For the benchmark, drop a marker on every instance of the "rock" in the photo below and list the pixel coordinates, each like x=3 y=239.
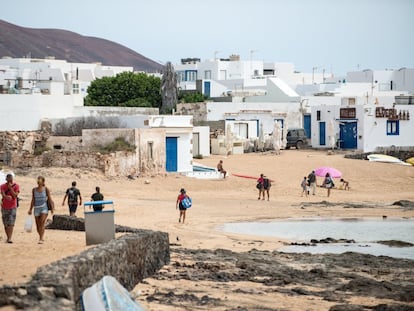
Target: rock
x=58 y=286
x=347 y=307
x=393 y=307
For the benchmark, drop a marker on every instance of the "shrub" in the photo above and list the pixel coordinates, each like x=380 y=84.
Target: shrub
x=119 y=144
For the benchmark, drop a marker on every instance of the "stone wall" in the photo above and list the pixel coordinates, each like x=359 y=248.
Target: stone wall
x=58 y=286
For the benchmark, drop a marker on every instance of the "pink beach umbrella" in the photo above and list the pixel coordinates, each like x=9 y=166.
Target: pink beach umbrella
x=321 y=172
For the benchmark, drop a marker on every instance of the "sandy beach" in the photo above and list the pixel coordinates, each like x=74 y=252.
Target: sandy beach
x=215 y=202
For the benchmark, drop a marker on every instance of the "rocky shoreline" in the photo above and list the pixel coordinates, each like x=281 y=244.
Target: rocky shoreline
x=334 y=279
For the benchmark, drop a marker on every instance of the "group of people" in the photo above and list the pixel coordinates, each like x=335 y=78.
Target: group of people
x=40 y=205
x=308 y=184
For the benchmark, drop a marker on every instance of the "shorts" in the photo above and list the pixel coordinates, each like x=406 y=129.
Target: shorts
x=8 y=216
x=73 y=207
x=42 y=209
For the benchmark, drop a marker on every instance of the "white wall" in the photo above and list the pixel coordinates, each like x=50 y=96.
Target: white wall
x=375 y=130
x=25 y=112
x=264 y=112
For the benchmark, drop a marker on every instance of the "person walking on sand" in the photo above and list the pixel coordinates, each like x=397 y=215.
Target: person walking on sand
x=40 y=200
x=260 y=187
x=72 y=195
x=328 y=183
x=179 y=204
x=266 y=187
x=9 y=192
x=345 y=184
x=312 y=182
x=221 y=169
x=97 y=196
x=305 y=188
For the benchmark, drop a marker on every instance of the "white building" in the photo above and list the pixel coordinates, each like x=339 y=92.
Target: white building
x=363 y=126
x=32 y=90
x=233 y=76
x=179 y=144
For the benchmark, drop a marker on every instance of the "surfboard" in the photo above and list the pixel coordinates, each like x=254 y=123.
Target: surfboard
x=108 y=295
x=385 y=159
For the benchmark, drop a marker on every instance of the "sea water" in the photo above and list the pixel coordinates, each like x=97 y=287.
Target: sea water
x=365 y=233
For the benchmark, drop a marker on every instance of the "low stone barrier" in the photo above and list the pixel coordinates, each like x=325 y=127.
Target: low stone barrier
x=58 y=286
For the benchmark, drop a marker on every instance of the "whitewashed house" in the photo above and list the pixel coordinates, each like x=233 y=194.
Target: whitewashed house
x=178 y=141
x=384 y=123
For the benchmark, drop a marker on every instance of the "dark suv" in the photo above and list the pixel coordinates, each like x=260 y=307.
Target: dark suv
x=296 y=138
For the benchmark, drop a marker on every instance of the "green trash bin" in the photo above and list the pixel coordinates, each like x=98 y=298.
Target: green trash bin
x=99 y=225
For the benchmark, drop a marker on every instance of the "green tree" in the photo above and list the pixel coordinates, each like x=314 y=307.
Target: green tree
x=126 y=89
x=193 y=97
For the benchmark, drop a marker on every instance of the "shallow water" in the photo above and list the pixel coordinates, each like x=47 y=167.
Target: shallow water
x=365 y=232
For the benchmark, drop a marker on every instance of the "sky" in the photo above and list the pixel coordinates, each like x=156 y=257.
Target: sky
x=332 y=35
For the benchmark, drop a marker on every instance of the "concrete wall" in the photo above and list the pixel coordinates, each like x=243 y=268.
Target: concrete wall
x=371 y=131
x=19 y=112
x=375 y=130
x=67 y=143
x=25 y=112
x=182 y=128
x=145 y=140
x=58 y=286
x=197 y=110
════
» AIM OF THE TASK
Format the records from the line that contains "like x=359 y=248." through the line that contains "x=334 y=279" as a two-column CSV with the headers text and answer. Each record gets one row, each field is quoted, and line breaks become spaces.

» SOLUTION BELOW
text,answer
"For the benchmark, drop a marker on every instance of the ""stone wall"" in the photo above and list the pixel coordinates, each like x=359 y=248. Target: stone wall","x=58 y=286"
"For the benchmark, drop a marker on every instance of the ""pink beach umbrella"" in the photo above and list the pixel coordinates, each like x=9 y=166. Target: pink beach umbrella","x=321 y=172"
"For the benchmark, drop a marker on every instance of the ""sandy beach"" in the photo above and list the pixel coordinates, each like x=74 y=252. Target: sandy beach","x=215 y=202"
"For the benchmark, drop a marker on every instance of the ""rocky shoreline"" in the photo above and list the pixel coordinates, each like x=281 y=244. Target: rocky shoreline","x=334 y=279"